- What the task requires: Format the lines below, from the line with "Place one point per instance of the pavement, the" up to and including the line with "Target: tinted window", as a JSON list of strings with one string per line, leaving out any blank lines.
--
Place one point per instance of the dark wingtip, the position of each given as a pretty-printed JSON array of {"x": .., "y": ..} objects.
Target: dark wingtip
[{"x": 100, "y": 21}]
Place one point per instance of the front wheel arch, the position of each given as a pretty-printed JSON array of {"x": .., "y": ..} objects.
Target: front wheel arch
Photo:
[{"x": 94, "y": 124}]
--
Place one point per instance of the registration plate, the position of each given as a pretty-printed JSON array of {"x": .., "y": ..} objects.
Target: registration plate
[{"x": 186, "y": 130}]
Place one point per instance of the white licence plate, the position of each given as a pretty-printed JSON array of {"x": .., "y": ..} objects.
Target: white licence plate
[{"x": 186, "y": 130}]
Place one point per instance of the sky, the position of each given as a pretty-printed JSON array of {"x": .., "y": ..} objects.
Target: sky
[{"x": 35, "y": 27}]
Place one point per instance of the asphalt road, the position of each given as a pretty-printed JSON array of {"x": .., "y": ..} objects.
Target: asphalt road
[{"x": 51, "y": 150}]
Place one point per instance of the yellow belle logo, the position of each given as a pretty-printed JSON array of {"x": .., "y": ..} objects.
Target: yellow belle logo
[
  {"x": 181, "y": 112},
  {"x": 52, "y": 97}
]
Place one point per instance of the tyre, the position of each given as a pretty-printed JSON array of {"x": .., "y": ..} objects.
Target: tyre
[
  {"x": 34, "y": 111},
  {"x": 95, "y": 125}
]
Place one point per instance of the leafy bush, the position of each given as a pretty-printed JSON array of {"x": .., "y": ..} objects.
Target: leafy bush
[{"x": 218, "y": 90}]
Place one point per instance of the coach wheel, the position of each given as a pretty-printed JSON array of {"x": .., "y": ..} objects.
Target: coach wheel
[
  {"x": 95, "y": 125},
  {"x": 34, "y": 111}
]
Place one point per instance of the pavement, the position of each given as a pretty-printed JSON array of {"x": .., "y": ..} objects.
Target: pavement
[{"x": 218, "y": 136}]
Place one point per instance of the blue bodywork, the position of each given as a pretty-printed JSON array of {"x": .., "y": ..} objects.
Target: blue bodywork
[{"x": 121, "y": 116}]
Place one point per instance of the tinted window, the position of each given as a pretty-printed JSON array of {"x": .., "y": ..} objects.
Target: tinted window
--
- Exercise solution:
[
  "Place one point per instance of the pavement, the position of each given as a pretty-printed JSON array of {\"x\": .., \"y\": ..} objects.",
  "Target: pavement",
  "[{\"x\": 218, \"y\": 136}]",
  "Place one point per instance of the blue bodywork, the position of each given as a pretty-printed JSON array of {\"x\": .., \"y\": ..} objects.",
  "Target: blue bodywork",
  "[{\"x\": 121, \"y\": 116}]",
  "Place one point per instance of the tinted window, the position of each given as a pretty-printed JSON array of {\"x\": .., \"y\": ..} objects.",
  "Target: tinted window"
]